TASK BRIEF: The expected output is the data below, restated word for word.

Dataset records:
==========

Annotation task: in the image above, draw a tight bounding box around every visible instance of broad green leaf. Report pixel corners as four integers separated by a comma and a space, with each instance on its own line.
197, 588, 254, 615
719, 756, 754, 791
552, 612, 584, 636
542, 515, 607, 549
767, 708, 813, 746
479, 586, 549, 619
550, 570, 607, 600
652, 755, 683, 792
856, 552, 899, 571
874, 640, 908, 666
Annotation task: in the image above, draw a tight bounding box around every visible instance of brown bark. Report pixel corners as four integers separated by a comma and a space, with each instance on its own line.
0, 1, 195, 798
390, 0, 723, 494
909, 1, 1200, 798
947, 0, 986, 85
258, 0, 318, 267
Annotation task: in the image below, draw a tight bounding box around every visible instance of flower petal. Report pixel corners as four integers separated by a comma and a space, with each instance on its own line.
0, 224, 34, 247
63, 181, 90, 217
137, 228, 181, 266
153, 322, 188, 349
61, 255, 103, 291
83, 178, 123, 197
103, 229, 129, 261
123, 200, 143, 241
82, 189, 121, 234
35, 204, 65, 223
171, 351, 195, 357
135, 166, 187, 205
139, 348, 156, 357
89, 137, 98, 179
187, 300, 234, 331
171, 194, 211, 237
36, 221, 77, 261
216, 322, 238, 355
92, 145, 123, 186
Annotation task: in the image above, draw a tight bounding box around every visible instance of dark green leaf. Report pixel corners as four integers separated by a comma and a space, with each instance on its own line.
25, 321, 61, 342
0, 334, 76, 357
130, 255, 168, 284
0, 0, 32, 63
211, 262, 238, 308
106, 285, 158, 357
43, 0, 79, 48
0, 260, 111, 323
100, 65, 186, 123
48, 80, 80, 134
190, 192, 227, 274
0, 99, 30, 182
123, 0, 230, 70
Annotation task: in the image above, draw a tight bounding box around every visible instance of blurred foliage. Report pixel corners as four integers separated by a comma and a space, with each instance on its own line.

==========

EXERCISE RESULT:
Annotation task: in the image above, draw a tight bounding box around every visible instance of broad green leaf. Report pixel corners as four integers separated by a comma and a space, with each instance on its own line.
197, 588, 254, 615
719, 756, 754, 791
552, 612, 584, 636
542, 515, 607, 549
767, 708, 813, 746
479, 586, 549, 619
550, 570, 607, 600
652, 755, 683, 792
856, 552, 899, 571
874, 640, 908, 666
Annotation task: in the image above, draw a tight bounding box around every visible instance of brown bark. Report pixel corners as four integers separated by a comma and a space, with each instance on its own line.
0, 1, 195, 798
390, 0, 723, 494
909, 1, 1200, 798
947, 0, 986, 85
258, 0, 318, 267
Annotation task: in the image below, draw a tight bounding box around every visible instance of flower petal. Report pixel corners as four integers separated by a comma and a space, with each instance on its own line.
0, 224, 34, 247
63, 181, 90, 217
137, 228, 181, 266
153, 322, 188, 349
61, 255, 103, 291
83, 178, 123, 197
103, 229, 129, 261
123, 200, 143, 241
82, 189, 121, 234
35, 204, 65, 223
171, 351, 195, 357
135, 166, 187, 205
139, 348, 156, 357
89, 137, 98, 179
187, 300, 234, 331
171, 194, 211, 237
36, 221, 77, 261
216, 322, 238, 355
92, 145, 123, 186
Annotation task: in the image above, draw a tight bounding box around every visible instance of dark green leaf. Report pixel corners as four integers separated by a comma and a space, with each instance on its own line.
25, 321, 61, 342
0, 334, 76, 357
130, 255, 168, 284
0, 0, 32, 63
211, 262, 238, 308
106, 285, 158, 357
43, 0, 79, 48
0, 260, 111, 323
100, 65, 186, 123
48, 80, 80, 134
190, 192, 227, 274
0, 99, 30, 182
123, 0, 230, 70
Annotation task: in the image above, draw a tight bounding box around every visible instance of blurred foliage. Report pixel corners as four integers separated by a comma and a space, with each instance on its own line.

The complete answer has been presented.